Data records
○ ○ ○

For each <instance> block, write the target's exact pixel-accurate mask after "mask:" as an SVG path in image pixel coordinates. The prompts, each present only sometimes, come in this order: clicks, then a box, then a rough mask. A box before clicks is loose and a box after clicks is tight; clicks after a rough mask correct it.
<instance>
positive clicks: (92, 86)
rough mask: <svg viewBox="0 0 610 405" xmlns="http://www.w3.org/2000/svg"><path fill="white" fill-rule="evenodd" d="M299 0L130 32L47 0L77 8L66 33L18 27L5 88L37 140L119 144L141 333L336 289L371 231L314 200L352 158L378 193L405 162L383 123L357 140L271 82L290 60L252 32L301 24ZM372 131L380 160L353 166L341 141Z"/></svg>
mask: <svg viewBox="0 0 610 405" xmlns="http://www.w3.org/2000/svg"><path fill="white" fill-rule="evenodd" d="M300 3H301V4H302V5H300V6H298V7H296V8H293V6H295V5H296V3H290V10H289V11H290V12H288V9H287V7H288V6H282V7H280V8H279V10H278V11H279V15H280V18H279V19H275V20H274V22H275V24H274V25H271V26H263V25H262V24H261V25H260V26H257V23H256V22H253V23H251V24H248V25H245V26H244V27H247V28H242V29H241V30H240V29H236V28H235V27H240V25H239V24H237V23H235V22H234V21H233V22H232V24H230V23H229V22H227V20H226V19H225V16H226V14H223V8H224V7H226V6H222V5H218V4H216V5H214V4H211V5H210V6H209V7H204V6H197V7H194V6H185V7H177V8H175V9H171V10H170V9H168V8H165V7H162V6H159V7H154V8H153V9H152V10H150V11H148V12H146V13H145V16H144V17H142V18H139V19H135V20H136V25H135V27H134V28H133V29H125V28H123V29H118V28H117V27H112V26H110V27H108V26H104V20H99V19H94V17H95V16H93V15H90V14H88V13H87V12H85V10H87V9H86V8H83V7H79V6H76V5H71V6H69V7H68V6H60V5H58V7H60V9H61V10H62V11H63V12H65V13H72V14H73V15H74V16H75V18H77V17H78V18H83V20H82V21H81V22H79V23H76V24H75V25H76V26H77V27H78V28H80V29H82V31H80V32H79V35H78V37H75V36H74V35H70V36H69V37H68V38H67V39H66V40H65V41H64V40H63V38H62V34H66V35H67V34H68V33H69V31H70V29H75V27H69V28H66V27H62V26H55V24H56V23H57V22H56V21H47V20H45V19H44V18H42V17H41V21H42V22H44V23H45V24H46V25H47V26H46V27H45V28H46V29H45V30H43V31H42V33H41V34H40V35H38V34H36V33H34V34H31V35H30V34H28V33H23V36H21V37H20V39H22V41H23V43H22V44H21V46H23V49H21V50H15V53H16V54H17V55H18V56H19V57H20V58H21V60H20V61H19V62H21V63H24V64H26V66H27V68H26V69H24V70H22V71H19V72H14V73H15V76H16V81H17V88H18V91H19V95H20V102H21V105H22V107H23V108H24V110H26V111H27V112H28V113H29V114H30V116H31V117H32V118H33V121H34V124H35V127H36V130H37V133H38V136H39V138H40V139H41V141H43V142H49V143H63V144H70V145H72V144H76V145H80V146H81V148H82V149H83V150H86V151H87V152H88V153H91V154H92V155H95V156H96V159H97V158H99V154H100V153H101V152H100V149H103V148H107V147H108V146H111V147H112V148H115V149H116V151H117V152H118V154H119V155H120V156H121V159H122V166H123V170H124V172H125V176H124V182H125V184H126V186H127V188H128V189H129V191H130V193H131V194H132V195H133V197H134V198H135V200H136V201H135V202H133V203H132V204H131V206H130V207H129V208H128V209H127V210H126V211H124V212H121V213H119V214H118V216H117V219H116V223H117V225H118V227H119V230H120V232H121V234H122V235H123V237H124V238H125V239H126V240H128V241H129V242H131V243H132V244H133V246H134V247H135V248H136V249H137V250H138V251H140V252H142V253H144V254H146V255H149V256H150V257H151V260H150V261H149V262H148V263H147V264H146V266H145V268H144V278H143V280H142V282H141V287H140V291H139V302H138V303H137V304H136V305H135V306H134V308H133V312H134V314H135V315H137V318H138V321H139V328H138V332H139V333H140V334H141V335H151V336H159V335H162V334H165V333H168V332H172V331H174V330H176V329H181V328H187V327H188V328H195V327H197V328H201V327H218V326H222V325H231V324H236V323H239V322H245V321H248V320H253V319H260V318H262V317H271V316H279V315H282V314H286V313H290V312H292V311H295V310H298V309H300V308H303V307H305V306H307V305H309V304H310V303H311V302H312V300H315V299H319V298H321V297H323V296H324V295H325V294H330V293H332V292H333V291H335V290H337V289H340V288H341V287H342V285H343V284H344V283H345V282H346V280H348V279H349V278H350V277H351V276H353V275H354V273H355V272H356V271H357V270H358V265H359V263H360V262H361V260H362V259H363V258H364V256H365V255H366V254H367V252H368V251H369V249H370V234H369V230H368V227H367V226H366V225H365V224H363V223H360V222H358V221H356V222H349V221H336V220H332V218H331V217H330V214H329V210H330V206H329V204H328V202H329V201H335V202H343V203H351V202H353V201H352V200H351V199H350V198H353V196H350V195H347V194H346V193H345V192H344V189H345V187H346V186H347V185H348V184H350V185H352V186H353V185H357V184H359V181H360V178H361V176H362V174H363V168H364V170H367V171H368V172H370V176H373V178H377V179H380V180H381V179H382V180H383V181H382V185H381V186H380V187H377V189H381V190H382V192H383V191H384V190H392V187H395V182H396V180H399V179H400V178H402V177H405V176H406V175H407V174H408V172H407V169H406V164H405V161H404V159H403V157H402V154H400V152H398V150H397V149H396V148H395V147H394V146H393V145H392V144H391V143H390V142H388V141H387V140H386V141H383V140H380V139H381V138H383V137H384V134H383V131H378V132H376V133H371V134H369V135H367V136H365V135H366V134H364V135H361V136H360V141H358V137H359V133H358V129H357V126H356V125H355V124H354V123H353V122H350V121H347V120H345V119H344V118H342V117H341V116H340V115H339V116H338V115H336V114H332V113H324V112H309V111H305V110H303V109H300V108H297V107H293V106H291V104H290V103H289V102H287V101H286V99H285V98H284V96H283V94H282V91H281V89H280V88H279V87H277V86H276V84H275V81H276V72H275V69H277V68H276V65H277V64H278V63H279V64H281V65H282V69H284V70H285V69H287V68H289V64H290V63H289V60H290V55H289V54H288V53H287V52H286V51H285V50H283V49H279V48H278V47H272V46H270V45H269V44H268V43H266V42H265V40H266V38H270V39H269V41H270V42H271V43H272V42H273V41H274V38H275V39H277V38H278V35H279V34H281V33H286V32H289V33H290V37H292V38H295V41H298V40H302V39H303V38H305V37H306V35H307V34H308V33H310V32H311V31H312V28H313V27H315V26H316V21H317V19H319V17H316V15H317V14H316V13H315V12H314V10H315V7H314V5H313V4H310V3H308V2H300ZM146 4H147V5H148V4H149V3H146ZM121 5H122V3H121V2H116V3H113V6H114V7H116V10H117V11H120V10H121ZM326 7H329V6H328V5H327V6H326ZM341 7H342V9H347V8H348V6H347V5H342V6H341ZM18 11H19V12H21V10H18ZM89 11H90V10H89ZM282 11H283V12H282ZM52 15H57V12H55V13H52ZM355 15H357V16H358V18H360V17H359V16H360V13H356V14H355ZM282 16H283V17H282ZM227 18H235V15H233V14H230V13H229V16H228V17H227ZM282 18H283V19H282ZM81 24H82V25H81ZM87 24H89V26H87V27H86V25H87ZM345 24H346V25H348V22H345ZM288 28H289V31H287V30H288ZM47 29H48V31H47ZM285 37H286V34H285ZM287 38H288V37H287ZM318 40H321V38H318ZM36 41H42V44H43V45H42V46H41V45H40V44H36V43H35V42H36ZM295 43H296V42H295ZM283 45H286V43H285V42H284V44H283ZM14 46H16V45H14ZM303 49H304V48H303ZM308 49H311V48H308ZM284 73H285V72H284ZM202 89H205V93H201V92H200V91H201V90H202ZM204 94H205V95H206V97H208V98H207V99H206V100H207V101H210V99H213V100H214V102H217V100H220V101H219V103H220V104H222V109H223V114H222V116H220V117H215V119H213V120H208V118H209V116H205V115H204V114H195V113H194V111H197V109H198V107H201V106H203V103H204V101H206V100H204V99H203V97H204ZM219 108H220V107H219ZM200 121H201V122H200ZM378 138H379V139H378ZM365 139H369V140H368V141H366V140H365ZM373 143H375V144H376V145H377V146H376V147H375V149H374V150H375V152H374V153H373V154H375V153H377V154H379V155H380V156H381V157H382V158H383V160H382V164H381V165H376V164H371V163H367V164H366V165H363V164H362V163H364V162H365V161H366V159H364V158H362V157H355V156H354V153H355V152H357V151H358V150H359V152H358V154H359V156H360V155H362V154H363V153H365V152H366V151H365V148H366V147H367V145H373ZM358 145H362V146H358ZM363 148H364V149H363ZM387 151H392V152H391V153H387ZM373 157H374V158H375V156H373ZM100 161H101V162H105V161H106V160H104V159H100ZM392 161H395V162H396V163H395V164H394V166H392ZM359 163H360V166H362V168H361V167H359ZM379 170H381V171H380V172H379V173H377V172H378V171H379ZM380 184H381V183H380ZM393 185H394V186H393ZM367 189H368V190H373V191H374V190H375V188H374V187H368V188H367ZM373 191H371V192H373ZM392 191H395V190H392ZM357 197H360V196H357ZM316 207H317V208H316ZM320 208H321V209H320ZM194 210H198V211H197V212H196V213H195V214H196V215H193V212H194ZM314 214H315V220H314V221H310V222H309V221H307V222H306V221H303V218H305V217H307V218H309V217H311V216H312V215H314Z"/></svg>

○ ○ ○

**WORK REQUIRED**
Print the stretch from the start of the rows through the line that contains "positive clicks: (92, 86)", copying each line exactly.

**OUTPUT BELOW**
For each <instance> block, write the target's exact pixel-accurate mask after "mask:" as an SVG path in image pixel coordinates. The prompts, each present only sometimes, come in this order: clicks, then a box, then a rough mask. A box before clicks is loose and a box after clicks is tight; clicks after a rough mask correct it.
<instance>
positive clicks: (92, 86)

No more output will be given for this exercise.